Goal of the exercise
Put the lines of the data from the line with "person in red" to the line with "x=834, y=727" into a numbered list, leaving out any blank lines.
##### Extracted material #####
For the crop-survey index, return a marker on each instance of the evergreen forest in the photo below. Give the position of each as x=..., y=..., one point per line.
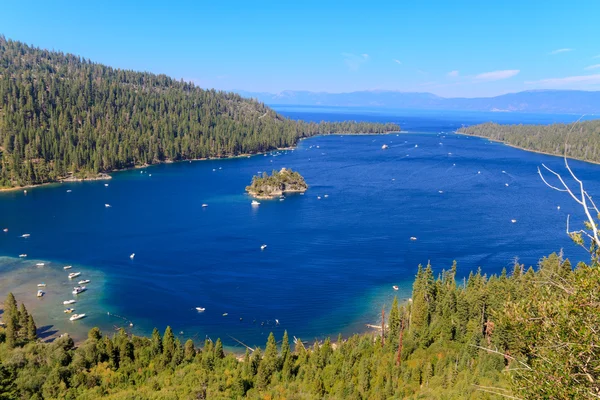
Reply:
x=523, y=334
x=62, y=116
x=582, y=139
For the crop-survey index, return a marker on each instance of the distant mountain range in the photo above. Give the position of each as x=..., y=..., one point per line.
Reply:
x=538, y=101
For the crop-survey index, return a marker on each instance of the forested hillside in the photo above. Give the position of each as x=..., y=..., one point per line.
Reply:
x=525, y=334
x=583, y=138
x=61, y=114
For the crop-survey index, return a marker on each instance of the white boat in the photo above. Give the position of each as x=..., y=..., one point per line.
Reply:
x=79, y=289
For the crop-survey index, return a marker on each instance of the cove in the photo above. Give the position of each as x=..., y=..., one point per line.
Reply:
x=330, y=263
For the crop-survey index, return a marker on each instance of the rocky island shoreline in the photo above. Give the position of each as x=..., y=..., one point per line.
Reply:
x=275, y=185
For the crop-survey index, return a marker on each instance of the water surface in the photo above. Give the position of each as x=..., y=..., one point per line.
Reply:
x=330, y=263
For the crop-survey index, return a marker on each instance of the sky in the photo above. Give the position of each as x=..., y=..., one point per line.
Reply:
x=451, y=48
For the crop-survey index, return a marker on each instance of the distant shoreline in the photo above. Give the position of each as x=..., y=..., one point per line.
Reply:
x=105, y=175
x=529, y=150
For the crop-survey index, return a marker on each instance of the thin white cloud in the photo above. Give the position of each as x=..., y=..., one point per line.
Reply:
x=354, y=61
x=567, y=81
x=496, y=75
x=558, y=51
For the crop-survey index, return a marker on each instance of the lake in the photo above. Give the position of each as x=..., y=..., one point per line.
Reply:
x=332, y=254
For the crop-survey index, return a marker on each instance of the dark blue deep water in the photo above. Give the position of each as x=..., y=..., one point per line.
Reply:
x=330, y=263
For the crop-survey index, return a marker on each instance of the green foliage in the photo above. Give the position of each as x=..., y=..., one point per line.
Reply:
x=277, y=183
x=63, y=116
x=583, y=139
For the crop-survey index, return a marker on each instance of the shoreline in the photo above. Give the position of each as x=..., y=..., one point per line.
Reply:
x=525, y=149
x=106, y=175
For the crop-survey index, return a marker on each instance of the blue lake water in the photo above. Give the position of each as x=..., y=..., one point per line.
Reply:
x=330, y=263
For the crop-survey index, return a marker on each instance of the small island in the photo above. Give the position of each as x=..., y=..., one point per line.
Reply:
x=284, y=181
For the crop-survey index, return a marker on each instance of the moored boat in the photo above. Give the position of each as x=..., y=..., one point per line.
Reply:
x=75, y=317
x=79, y=289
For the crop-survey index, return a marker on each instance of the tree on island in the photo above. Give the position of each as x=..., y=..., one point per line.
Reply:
x=278, y=183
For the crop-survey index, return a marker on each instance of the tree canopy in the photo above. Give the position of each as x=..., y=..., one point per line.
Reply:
x=582, y=139
x=62, y=116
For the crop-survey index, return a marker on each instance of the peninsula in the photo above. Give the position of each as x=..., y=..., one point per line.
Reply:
x=268, y=187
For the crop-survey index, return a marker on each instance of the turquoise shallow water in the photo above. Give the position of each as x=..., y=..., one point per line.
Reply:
x=330, y=263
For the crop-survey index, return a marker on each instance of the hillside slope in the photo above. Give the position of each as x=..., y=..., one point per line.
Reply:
x=61, y=114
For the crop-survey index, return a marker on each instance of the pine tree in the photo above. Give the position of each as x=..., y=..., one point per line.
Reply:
x=189, y=351
x=11, y=319
x=157, y=347
x=31, y=329
x=268, y=363
x=394, y=324
x=168, y=345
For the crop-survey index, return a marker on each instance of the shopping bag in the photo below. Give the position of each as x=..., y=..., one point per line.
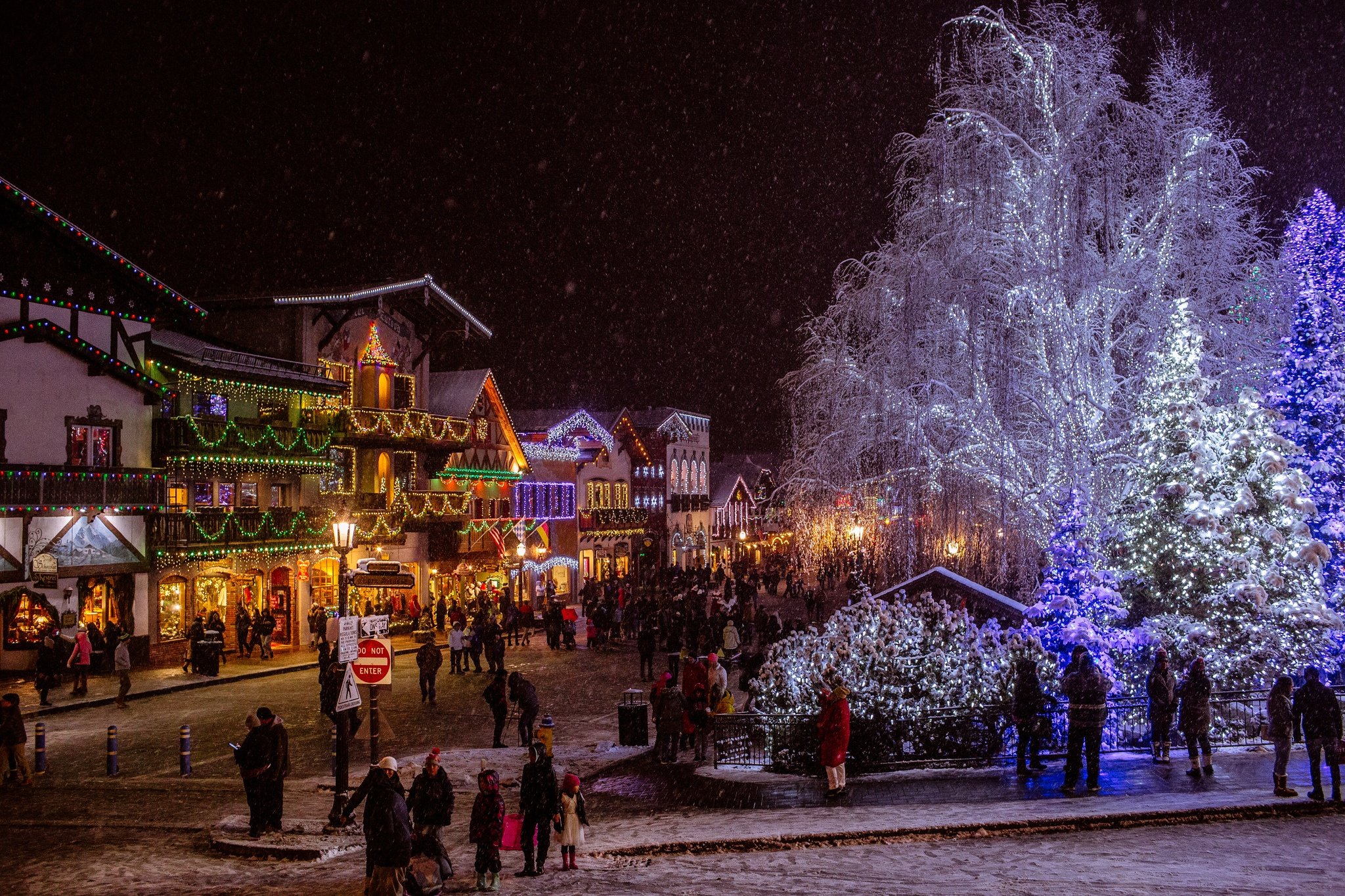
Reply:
x=513, y=837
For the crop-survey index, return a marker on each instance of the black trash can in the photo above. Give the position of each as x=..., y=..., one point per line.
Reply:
x=632, y=719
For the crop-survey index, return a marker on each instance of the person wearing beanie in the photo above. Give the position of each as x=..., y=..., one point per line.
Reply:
x=487, y=829
x=387, y=829
x=571, y=821
x=1162, y=699
x=537, y=801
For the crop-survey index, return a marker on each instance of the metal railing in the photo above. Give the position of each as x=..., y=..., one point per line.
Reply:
x=962, y=735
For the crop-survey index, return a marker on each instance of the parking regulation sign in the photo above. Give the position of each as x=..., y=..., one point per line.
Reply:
x=374, y=664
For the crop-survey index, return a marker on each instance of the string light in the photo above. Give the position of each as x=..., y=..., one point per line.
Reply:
x=106, y=250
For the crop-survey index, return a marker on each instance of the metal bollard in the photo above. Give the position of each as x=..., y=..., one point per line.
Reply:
x=39, y=748
x=185, y=752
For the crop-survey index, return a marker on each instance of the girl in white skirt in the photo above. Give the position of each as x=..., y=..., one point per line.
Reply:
x=571, y=821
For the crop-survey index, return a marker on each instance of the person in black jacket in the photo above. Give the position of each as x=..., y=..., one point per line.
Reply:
x=1161, y=688
x=522, y=692
x=1029, y=706
x=1317, y=716
x=387, y=828
x=431, y=800
x=496, y=696
x=539, y=802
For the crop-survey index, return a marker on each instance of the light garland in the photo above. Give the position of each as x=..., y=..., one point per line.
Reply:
x=92, y=309
x=405, y=425
x=106, y=250
x=88, y=349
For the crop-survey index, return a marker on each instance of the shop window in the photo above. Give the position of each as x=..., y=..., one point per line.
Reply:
x=26, y=621
x=211, y=595
x=280, y=495
x=210, y=405
x=173, y=601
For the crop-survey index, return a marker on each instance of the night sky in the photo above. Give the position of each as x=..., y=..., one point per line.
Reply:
x=645, y=200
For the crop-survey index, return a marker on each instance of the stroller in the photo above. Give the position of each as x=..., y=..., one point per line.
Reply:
x=431, y=870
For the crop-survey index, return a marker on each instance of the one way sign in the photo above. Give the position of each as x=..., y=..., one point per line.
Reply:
x=349, y=698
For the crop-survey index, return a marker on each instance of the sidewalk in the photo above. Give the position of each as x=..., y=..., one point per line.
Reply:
x=753, y=811
x=156, y=680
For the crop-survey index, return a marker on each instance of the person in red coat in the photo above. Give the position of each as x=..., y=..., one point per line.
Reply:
x=834, y=727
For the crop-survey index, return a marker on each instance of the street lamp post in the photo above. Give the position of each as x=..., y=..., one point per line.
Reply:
x=343, y=540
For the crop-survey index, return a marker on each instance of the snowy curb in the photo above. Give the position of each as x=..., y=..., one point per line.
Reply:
x=978, y=829
x=185, y=685
x=301, y=840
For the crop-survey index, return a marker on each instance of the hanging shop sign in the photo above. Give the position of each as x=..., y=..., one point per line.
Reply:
x=45, y=571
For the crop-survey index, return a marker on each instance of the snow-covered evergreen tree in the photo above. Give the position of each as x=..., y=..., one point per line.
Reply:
x=896, y=658
x=1214, y=538
x=1312, y=382
x=1078, y=602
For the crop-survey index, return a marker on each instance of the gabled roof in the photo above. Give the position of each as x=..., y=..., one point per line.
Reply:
x=204, y=359
x=88, y=352
x=962, y=581
x=455, y=393
x=372, y=293
x=64, y=265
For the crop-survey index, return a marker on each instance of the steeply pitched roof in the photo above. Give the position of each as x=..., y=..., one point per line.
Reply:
x=962, y=581
x=64, y=265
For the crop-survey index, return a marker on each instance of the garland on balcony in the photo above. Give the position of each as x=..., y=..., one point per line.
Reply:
x=271, y=435
x=301, y=517
x=405, y=425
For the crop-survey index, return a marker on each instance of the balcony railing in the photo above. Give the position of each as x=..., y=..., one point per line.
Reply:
x=613, y=517
x=222, y=528
x=181, y=436
x=403, y=427
x=27, y=486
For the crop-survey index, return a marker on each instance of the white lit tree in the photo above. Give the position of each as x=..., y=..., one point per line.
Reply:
x=896, y=658
x=1214, y=535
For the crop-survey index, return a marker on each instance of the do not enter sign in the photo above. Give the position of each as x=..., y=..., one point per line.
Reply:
x=374, y=664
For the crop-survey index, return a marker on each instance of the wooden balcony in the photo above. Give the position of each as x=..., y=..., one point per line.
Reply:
x=32, y=486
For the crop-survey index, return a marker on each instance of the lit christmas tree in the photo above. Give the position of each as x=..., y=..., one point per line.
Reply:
x=1312, y=381
x=1214, y=536
x=1078, y=603
x=898, y=660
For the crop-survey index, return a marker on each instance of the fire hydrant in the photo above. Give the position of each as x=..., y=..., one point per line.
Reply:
x=546, y=734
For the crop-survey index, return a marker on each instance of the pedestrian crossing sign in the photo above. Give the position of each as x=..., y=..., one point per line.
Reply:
x=349, y=698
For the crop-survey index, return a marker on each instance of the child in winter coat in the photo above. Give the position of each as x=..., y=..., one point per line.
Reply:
x=571, y=821
x=487, y=829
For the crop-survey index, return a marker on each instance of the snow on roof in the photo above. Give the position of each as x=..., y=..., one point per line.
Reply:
x=965, y=582
x=455, y=393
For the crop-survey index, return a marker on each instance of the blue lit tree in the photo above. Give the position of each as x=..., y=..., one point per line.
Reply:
x=1078, y=602
x=1312, y=379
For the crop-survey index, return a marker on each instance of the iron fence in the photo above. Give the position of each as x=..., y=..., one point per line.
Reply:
x=961, y=735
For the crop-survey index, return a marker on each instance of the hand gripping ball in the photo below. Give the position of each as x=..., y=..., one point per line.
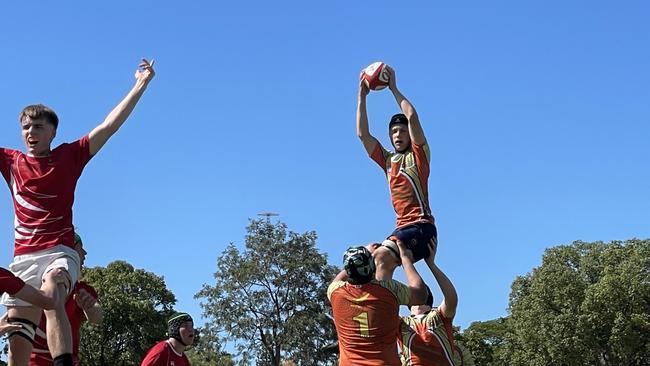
#####
Answer
1. For the crop-survey index, return a marker on each instance of the person in red coat in the photo above. Give the position of each as x=..., y=..., one point per line.
2. Reply:
3. x=834, y=727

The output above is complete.